### EXERCISE REQUIREMENTS
Your answer must restate each entry below word for word, with no pictures in it.

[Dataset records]
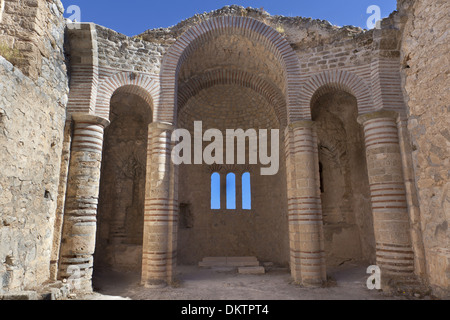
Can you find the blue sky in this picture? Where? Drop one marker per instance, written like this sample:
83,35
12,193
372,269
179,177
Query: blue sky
133,17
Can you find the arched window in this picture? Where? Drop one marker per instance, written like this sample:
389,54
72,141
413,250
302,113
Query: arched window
215,191
231,191
246,192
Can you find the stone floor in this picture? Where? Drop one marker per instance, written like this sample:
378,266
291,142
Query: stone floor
347,282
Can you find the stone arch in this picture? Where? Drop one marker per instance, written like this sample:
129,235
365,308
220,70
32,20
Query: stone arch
248,27
324,82
242,78
141,85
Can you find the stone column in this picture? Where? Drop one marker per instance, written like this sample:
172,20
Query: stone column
80,216
394,252
304,205
161,209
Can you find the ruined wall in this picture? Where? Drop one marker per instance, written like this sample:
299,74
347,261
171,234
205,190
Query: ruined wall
122,185
33,97
347,215
425,57
261,231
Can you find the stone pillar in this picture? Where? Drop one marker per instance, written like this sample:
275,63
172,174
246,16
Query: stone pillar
304,205
394,251
80,216
161,209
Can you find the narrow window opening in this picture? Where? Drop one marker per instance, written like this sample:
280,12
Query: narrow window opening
231,191
246,192
215,191
322,189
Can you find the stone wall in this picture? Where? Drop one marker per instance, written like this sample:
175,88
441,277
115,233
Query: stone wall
33,97
425,72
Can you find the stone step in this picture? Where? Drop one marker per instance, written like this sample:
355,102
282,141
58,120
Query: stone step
252,270
229,262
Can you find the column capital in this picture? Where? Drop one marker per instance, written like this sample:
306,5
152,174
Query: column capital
90,118
377,115
163,126
301,124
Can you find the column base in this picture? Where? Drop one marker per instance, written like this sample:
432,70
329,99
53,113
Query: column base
313,283
155,284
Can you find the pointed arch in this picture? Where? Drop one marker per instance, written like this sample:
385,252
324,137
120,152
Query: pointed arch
145,86
322,83
195,36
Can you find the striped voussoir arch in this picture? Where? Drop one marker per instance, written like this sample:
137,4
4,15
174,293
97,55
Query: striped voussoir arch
198,34
322,83
145,86
238,77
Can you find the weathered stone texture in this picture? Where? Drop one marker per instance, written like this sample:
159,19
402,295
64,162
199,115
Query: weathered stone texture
31,136
425,57
335,198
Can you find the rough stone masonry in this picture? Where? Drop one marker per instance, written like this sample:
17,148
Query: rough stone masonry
86,122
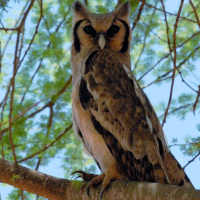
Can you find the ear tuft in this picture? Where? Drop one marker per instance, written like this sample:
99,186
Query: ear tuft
79,9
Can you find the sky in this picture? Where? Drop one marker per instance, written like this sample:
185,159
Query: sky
156,95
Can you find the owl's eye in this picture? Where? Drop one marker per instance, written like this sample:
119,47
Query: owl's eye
89,30
112,30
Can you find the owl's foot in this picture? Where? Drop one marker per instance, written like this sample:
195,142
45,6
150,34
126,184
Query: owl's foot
111,174
85,176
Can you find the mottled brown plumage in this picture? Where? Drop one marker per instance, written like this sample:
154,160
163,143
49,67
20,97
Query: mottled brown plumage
112,116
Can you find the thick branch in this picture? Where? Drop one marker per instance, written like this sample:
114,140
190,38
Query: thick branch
56,188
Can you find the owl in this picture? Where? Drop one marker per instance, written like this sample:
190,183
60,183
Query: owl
112,116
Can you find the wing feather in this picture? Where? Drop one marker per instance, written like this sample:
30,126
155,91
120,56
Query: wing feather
123,115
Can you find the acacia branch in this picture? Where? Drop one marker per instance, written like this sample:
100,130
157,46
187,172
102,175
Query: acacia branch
56,188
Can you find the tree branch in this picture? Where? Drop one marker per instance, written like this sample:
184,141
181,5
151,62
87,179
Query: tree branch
56,188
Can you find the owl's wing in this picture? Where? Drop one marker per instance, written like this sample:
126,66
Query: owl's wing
123,115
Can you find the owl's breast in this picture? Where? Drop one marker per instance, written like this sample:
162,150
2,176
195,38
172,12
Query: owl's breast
93,142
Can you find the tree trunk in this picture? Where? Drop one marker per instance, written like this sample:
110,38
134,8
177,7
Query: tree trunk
63,189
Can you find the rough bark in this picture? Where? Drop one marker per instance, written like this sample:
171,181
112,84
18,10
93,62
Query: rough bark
63,189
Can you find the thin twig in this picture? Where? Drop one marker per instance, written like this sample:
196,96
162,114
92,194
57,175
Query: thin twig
195,12
174,59
196,101
191,160
47,146
139,15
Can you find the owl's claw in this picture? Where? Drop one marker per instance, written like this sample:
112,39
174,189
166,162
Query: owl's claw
85,176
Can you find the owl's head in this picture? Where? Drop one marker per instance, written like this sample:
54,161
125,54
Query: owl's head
103,31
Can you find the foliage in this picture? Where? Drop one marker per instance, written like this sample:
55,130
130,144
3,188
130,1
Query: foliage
35,78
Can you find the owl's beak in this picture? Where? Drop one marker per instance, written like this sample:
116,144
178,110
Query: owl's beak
102,41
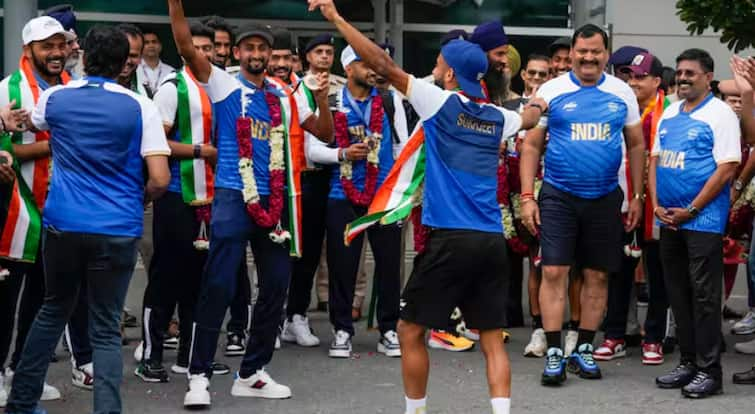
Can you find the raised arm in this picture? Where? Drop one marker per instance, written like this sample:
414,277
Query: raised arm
198,64
370,53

### RESULT
Can you find the blue sky in this picture? Where? Drop one marker per instance, written like this sample:
83,35
12,193
372,269
179,177
Query: blue sky
133,17
Can you find the arched window in this picture? Where? Drop one marker per instance, written like this sample:
389,54
72,141
413,250
302,113
Query: arched window
215,191
231,191
246,192
Can you find the stone floor in this picture? Where? Drop one marker per instance, written like this sample:
378,266
291,142
Query: stone floor
347,282
Can you find the stone arch in this picture? Where? Drop one marker per instance, written like this sample:
129,235
365,308
220,70
32,20
Query: stone arch
248,27
324,82
242,78
141,85
Can you find the stone column in this picture? Where? Drop one marker per instance, written like this sample:
172,20
Query: stone column
80,216
394,252
304,205
161,209
Can you find the ruined wall in this picture? Where? Drop one marker per instance, written like this sample:
299,74
347,261
171,234
205,190
Query: ruined wall
122,185
33,97
347,215
425,57
261,231
Can you find the stone pillar in this picture? Where? Drop one marker per instance, written like this sample:
275,63
172,174
246,16
Query: stone pillar
304,205
394,251
80,216
161,209
Can you find the narrow window opening in this picture? Where? Drop one marker per instance, written like this sample:
280,12
Query: narrow window opening
231,191
246,192
215,191
322,189
Can you find the stone wall in this picture? Where? Drop one marker per instance, written like this sample:
175,88
441,277
115,233
Query: stone wall
33,97
425,72
Can you find the stone step in this picture? Where? Drop one marker per instance, written like this sample:
355,102
282,141
58,120
Query: stone step
252,270
229,262
Can you find the column capital in this picture? Where? Drop one marker per instance, written like this sample:
306,5
152,174
Query: column capital
90,118
377,115
163,126
301,124
Can you find the column base in this picture? Where? Drop one marker per instance, written like this sample:
432,70
329,99
53,113
Query: column base
313,283
155,284
Can you find the pointed arch in this picture? Where? Drop one marker per instance, written like this sample:
385,252
324,137
120,152
Query: pointed arch
145,86
322,83
195,36
Can you find the striped voussoir arch in this picture? Where? Drop one marker per instance, written like this sample:
137,4
4,15
174,293
97,55
Query: striped voussoir arch
198,34
322,83
145,86
238,77
Can you find the weathered stone texture in this picture? Where? Drop one marker per instance, written like this sample:
159,19
402,295
64,162
199,115
Query: weathered stone texture
31,136
425,57
335,198
Can you find the rough stone masonry in this picture? Where? Drop one marker per instance, written like this sample:
17,148
Query: rough stone masonry
86,122
Can you find the ear tuft in this picture? Where? Drop one marker per instance, written like this sample:
99,186
Query: ear tuft
79,9
Can you find the sky in this picture? Where? Drop one marker per instance, written like this sample:
185,159
Query: sky
156,95
Can you find the owl's eye in this picture? Where? Drop one marker per instance, written like this sample:
119,47
Query: owl's eye
89,30
112,30
Can you find the owl's foot in this picture? Where? Drop one marker per instance, written like this sample:
195,142
45,6
150,34
126,184
Query: owl's foot
111,174
85,176
Can you find the mottled brown plumage in this picture? Where? Drop one marker per instance, written like this sample:
154,160
163,143
49,67
20,97
Query: mottled brown plumage
112,116
Can you find the thick branch in this picture? Where? Drop one marker per instance, written like this sample:
114,140
190,38
Query: thick branch
56,188
Can you find the owl in this picture? Where? Drop one marker per instance, written like this sample:
190,183
60,183
Query: owl
112,116
Can you find the wing feather in this picture? Where? Drop one marker per instance, written like this sample:
30,126
155,91
120,56
Query: wing feather
123,115
Can you find the acacia branch in this picture? Where? Drop one marker per instance, written like this sample:
100,130
157,46
187,172
102,175
Query: acacia branch
56,188
Can you find the tree branch in this picture? Where? Drop one marker per instance, written like this sample:
184,141
181,5
151,62
87,179
Query: tree branch
56,188
Can you find the owl's wing in this picture? Where? Drop one marker per instance, written like this sample:
126,66
Query: owl's wing
123,115
Can you find the owl's breast in this picture? Where? Drop one marker per instance, written like this sample:
162,150
2,176
195,38
172,12
Query: owl's breast
93,142
Can you find the tree trunk in this picture? Where? Drop one marker per instance, written like this sample:
110,38
134,8
177,7
Query: tree trunk
63,189
Can you find the rough bark in this picture? Where? Drop one marker per instance, written like this sample:
171,181
112,84
18,10
93,62
Query: rough bark
63,189
Can you find the thin twig in this picture? Where? Drop one marker per instance, written like this sample:
196,96
162,114
92,194
57,175
Query: thin twig
195,12
174,59
196,101
191,160
47,146
139,15
Can you find the owl's claw in this picture? Where? Drop one marker per instance, written like this sample:
112,39
174,189
166,162
Query: owl's claw
85,176
Can you find the owl's head in this picture? Where? Drop one marker per instance, written like this sample:
54,161
125,54
Query: owl's head
103,31
Can you find the foliage in this picture? Where? Drop one marker per instance, written like this sample:
55,130
130,144
3,188
130,1
Query: foliage
35,78
Can you find the owl's beak in this picture? Where? Drop one marker per instance, written like this sample:
116,144
178,110
Query: owl's beak
102,41
Can you find the raised arm in this picture? Where? Drop one marker per instance, written like this sample:
414,277
Query: raised arm
198,64
370,53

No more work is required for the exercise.